Exercise
Each line in the entries that has the word "blurred" has to be copied.

Data provided
=== Begin Enclosure ===

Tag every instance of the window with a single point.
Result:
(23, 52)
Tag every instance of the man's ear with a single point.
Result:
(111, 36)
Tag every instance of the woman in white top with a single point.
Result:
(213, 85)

=== End Enclosure ===
=== Begin Enclosure ===

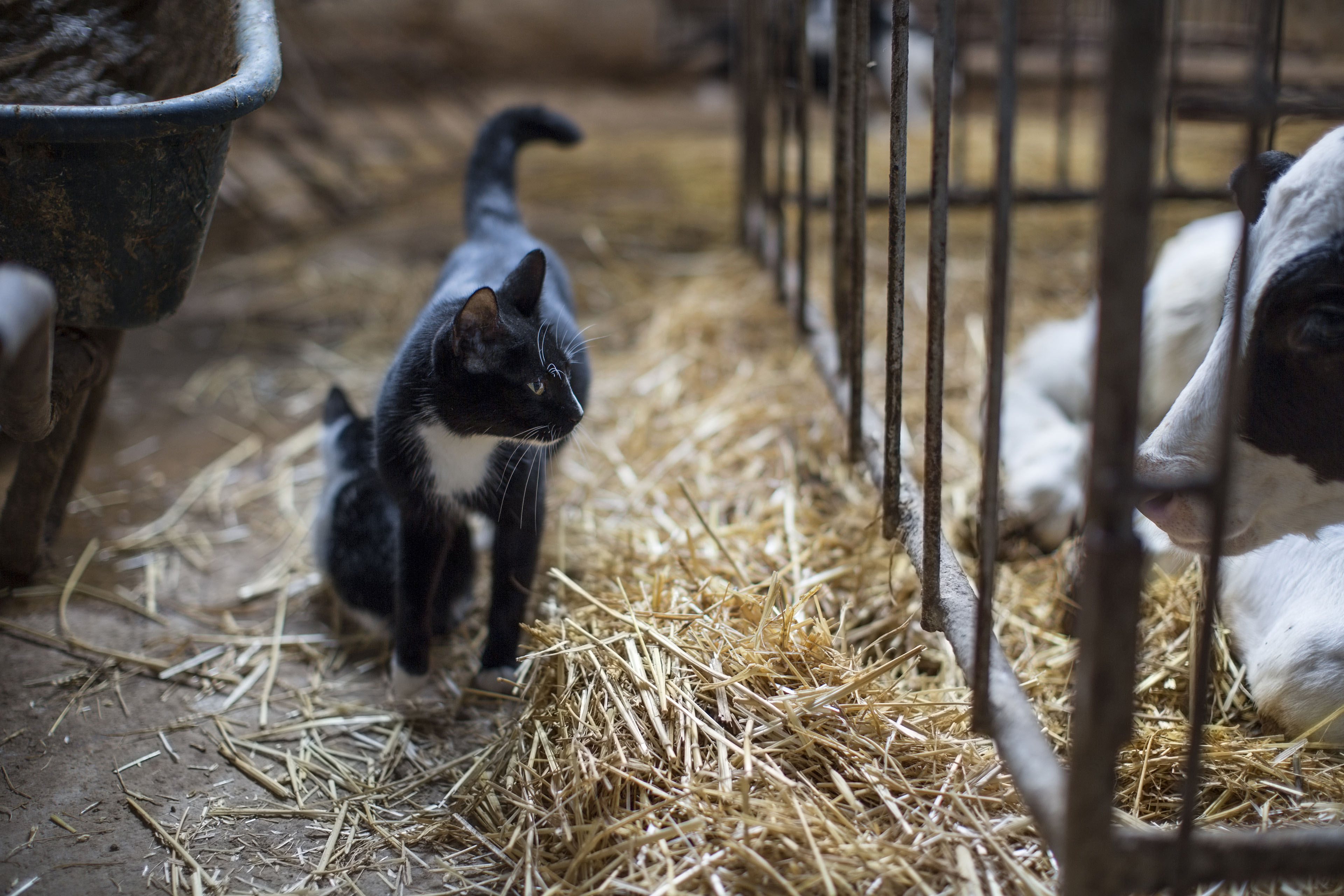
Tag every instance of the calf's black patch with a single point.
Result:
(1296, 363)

=== End Enclosure ===
=== Begin Enclosure ===

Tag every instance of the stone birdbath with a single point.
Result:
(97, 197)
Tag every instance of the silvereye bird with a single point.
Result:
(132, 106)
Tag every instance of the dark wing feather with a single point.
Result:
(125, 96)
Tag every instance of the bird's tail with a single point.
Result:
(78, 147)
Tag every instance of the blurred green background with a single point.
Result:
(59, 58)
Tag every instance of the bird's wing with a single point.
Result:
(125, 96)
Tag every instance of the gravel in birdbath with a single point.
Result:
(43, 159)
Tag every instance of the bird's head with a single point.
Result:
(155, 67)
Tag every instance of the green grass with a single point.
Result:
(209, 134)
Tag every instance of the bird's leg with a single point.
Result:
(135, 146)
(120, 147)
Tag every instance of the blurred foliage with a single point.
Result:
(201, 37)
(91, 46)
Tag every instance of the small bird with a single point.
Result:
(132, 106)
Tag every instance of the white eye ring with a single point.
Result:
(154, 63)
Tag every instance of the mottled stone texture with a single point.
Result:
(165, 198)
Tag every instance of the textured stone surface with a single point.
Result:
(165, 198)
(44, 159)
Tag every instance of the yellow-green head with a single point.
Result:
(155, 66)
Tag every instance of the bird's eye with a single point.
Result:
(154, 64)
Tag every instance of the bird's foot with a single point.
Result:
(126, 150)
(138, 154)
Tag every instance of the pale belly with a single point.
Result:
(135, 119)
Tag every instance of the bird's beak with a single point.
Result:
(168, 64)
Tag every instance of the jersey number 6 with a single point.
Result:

=== End Enclosure ===

Response for this exercise
Tag every instance of the blurred green background with a single point.
Tag every instance of the blurred foliage with a single point.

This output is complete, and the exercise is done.